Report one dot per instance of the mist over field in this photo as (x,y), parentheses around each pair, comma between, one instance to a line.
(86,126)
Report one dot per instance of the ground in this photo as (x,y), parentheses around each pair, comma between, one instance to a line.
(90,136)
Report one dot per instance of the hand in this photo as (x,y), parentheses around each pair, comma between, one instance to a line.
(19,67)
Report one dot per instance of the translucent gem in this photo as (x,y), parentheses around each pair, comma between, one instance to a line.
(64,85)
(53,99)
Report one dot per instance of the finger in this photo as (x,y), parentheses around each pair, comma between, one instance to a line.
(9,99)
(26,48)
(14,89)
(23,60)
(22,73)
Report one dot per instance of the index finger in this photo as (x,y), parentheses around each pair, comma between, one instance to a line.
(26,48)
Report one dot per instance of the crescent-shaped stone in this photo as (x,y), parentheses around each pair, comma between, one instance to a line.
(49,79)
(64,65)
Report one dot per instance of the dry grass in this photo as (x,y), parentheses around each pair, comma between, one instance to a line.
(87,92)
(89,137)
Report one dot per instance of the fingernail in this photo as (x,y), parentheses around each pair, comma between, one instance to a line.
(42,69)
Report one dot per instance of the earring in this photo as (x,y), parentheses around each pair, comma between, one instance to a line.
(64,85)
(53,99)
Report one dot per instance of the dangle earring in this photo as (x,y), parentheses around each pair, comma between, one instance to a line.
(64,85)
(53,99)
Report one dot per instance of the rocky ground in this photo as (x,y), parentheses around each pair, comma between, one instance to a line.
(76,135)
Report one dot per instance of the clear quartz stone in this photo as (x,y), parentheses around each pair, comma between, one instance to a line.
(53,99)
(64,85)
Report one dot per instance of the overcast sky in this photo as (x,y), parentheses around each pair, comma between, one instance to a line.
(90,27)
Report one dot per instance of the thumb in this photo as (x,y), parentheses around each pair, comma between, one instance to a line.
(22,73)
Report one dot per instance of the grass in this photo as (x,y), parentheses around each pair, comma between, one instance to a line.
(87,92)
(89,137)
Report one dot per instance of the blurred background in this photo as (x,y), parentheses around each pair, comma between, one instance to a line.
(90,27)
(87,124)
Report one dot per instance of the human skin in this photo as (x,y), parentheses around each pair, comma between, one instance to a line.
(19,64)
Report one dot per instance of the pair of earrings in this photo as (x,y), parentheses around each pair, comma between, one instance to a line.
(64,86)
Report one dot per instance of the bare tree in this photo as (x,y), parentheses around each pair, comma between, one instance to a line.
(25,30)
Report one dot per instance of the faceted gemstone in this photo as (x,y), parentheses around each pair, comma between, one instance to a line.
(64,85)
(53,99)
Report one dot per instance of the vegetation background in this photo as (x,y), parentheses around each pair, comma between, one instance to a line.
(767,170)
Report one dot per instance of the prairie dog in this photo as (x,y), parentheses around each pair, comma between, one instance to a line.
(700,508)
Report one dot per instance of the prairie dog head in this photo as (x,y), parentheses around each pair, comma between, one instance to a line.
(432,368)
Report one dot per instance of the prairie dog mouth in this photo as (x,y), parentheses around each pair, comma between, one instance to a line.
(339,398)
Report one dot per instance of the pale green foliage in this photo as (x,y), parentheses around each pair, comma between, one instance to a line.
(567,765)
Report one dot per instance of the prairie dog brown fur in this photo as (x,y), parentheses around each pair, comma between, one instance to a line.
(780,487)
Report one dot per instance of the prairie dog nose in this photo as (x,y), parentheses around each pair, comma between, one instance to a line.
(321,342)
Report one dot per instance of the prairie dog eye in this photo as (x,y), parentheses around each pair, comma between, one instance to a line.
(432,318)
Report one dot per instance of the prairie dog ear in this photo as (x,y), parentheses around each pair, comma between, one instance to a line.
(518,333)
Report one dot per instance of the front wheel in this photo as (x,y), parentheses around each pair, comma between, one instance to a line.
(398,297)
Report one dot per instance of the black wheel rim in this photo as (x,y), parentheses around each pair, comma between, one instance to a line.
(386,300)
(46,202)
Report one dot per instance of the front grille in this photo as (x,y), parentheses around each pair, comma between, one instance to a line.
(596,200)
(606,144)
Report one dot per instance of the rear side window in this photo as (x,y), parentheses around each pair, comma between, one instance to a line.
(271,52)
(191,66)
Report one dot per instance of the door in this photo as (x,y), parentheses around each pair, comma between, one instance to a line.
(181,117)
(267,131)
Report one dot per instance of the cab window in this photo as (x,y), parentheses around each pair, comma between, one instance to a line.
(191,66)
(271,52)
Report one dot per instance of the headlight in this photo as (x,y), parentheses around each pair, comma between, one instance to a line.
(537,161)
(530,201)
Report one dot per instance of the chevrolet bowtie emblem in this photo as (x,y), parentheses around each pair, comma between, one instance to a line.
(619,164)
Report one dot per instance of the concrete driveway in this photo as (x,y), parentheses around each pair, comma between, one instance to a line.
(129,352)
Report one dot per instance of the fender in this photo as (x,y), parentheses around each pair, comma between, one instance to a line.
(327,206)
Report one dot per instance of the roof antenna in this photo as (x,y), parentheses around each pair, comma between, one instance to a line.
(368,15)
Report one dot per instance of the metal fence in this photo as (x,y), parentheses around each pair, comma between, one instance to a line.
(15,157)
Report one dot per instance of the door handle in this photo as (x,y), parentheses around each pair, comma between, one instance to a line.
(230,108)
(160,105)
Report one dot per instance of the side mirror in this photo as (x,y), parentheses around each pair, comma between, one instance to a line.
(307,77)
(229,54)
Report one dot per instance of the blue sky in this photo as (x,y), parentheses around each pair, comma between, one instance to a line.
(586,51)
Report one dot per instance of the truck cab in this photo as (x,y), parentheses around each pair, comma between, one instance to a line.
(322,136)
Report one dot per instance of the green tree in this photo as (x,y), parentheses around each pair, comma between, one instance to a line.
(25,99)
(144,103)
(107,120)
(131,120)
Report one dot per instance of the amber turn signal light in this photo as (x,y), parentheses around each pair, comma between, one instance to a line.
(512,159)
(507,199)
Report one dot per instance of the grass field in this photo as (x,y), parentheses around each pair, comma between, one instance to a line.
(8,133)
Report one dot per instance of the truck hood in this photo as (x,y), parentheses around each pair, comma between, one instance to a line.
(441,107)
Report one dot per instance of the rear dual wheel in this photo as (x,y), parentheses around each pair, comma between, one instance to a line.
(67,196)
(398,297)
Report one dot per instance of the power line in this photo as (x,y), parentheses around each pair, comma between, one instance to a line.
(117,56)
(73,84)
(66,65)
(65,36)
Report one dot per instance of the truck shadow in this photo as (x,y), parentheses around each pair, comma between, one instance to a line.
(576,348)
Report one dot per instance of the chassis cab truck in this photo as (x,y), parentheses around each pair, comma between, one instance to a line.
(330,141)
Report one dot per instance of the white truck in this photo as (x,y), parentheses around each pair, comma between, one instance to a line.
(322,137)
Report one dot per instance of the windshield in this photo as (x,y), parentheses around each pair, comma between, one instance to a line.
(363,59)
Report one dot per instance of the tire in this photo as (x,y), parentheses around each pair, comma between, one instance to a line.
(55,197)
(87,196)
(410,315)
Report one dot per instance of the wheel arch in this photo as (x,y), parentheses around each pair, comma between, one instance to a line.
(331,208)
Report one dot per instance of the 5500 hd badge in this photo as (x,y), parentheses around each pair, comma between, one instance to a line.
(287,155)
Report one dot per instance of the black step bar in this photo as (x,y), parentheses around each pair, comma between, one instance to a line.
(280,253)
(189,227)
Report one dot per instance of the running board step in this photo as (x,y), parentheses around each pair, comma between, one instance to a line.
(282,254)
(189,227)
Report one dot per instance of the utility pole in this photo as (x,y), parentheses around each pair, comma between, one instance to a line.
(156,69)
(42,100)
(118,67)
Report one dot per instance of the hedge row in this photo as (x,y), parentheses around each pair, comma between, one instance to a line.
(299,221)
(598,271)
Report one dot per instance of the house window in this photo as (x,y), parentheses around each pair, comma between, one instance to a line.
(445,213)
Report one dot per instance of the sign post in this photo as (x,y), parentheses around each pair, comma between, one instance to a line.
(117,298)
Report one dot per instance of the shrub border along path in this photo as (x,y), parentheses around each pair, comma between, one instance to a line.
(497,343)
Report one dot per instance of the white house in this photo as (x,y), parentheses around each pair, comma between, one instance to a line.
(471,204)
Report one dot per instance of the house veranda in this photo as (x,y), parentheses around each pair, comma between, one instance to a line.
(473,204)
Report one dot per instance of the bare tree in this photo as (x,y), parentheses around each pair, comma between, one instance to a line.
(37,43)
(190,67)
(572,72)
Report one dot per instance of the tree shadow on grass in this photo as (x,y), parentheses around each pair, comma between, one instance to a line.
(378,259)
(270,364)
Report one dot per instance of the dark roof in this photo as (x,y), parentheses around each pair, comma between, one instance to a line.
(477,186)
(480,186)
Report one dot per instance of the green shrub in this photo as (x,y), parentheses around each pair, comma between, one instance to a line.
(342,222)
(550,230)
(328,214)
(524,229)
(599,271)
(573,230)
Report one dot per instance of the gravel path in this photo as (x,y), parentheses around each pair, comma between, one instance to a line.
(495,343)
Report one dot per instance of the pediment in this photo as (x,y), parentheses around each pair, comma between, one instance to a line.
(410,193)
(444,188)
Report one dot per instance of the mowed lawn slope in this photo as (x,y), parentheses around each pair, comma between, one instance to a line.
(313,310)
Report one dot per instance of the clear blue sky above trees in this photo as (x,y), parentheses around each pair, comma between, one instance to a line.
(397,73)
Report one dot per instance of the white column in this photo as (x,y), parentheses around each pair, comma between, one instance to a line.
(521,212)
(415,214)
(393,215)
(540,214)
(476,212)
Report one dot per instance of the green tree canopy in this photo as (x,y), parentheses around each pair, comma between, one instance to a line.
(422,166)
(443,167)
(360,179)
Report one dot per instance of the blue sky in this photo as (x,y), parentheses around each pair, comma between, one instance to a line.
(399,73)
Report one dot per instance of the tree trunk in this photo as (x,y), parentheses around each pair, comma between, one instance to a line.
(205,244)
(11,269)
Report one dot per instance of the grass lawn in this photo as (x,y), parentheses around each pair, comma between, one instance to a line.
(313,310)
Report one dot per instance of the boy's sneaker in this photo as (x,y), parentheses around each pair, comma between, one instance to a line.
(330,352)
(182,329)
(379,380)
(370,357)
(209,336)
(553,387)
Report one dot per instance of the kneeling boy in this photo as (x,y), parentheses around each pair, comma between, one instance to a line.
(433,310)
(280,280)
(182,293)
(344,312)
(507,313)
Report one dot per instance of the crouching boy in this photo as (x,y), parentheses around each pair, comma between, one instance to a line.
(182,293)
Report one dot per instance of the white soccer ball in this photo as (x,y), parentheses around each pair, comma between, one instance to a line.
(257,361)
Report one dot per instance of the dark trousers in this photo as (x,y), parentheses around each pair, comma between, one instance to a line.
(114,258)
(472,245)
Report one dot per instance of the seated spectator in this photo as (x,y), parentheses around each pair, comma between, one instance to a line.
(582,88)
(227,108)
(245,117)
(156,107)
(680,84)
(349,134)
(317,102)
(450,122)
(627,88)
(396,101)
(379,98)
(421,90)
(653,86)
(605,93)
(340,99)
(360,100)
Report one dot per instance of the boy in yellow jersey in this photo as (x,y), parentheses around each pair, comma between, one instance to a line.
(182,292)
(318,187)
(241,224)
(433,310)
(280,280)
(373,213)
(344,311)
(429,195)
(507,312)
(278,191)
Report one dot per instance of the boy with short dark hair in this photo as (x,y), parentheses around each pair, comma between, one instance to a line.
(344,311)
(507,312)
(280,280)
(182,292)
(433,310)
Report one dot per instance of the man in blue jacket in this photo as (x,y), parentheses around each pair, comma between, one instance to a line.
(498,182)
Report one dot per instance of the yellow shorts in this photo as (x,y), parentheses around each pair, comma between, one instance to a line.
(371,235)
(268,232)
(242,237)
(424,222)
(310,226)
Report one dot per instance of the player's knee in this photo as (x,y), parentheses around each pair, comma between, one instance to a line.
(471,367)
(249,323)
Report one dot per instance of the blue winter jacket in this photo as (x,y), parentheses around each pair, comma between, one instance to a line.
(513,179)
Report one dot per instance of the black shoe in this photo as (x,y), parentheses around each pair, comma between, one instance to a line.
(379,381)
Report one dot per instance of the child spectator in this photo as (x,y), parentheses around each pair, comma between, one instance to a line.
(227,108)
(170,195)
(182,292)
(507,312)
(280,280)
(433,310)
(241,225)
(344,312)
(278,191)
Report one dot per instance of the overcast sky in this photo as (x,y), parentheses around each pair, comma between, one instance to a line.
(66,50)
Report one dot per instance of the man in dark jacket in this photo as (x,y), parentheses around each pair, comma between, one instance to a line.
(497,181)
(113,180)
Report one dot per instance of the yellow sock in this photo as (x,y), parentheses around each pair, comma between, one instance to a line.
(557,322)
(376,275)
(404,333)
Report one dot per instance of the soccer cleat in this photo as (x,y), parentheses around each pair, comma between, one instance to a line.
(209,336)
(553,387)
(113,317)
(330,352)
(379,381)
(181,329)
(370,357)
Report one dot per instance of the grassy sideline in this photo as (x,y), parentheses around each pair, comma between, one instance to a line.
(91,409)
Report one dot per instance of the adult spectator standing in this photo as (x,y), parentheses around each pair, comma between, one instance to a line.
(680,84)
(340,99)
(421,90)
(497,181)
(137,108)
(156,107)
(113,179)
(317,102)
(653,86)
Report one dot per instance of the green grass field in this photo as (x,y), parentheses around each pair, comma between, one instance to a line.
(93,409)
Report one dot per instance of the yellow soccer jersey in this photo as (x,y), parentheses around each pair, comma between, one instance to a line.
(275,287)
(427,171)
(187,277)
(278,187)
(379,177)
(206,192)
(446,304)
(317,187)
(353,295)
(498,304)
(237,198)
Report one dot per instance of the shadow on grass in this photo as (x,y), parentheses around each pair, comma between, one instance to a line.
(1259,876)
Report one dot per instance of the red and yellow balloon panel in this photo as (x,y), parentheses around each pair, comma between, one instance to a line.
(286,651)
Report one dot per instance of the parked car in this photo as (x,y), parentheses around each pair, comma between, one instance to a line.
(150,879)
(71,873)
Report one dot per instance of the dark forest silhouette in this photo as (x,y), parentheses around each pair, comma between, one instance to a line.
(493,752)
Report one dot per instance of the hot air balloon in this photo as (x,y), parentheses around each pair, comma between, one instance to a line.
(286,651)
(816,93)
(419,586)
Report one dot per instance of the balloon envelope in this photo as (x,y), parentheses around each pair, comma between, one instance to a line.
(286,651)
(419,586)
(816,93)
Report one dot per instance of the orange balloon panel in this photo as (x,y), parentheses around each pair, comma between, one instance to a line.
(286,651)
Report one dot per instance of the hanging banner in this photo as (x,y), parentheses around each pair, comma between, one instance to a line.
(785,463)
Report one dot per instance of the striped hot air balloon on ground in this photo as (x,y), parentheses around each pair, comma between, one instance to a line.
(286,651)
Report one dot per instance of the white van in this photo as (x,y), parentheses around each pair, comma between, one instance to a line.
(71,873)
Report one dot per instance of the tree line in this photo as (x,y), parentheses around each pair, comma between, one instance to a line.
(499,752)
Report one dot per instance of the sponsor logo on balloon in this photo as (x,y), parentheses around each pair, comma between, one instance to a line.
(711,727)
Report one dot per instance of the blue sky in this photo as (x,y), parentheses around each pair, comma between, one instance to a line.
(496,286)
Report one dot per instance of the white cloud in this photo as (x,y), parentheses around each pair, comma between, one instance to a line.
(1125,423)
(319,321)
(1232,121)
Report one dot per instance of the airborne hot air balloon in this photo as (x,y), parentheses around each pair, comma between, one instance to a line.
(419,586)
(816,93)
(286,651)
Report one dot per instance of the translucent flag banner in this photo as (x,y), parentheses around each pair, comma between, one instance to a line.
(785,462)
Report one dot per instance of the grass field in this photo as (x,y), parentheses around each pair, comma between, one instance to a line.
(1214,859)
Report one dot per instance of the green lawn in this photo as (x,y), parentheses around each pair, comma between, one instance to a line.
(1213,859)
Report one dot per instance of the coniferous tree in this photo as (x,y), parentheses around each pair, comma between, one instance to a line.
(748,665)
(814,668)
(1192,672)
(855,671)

• _The exercise_:
Reproduce, word for word, every line starting at the line that contains "Report one dot per instance of the translucent flag" and ending with the final line of the entries.

• _Response below_:
Report one dot per instance of the translucent flag banner in this photo as (x,y), parentheses around each pair, comma between, one instance to a line.
(785,462)
Report one dot per instance of the grass field in this photo as (x,y), parentheses around each pair, comma between, one instance to a line.
(1214,859)
Report one dot per instance of the green lawn in this photo as (x,y), parentheses around each pair, comma between, one instance to a line.
(1213,859)
Report one dot per instance of the coniferous tree in this photo as (x,y), parentheses around each pair, comma between, one instance to a line.
(748,665)
(814,668)
(1192,672)
(855,671)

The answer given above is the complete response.